[ACTIVITY] The expected response is the full set of records, unchanged.

Stored data:
+ + + + +

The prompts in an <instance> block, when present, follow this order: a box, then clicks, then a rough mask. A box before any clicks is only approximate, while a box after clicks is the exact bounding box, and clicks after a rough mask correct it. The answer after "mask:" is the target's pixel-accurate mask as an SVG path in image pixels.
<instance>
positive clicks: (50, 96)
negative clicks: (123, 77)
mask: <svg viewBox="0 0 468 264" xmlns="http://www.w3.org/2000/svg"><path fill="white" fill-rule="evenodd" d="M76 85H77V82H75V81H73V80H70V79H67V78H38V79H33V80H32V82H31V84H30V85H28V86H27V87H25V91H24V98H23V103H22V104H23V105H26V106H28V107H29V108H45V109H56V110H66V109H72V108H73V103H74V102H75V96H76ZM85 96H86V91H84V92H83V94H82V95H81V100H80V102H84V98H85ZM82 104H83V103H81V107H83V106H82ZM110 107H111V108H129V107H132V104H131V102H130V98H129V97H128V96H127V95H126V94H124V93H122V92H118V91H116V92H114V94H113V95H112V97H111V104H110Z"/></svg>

+ + + + +

[EXERCISE RESULT]
The prompts in an <instance> block, when present, follow this order: a box, then clicks, then a rough mask. A box before any clicks is only approximate, while a box after clicks is the exact bounding box, and clicks after a rough mask correct it. The answer after "mask:" is the target's pixel-accurate mask as an SVG path in image pixels.
<instance>
positive clicks: (50, 96)
negative clicks: (123, 77)
mask: <svg viewBox="0 0 468 264" xmlns="http://www.w3.org/2000/svg"><path fill="white" fill-rule="evenodd" d="M76 85H77V82H75V81H73V80H70V79H67V78H38V79H33V80H32V82H31V84H30V85H28V86H27V87H25V91H24V98H23V103H22V104H23V105H26V106H28V107H29V108H45V109H56V110H66V109H72V108H73V103H74V102H75V96H76ZM85 96H86V91H84V92H83V94H82V95H81V100H80V102H84V98H85ZM82 104H83V103H81V107H83V106H82ZM110 107H111V108H129V107H132V104H131V102H130V98H129V97H128V96H127V95H126V94H124V93H122V92H118V91H116V92H114V94H113V95H112V97H111V104H110Z"/></svg>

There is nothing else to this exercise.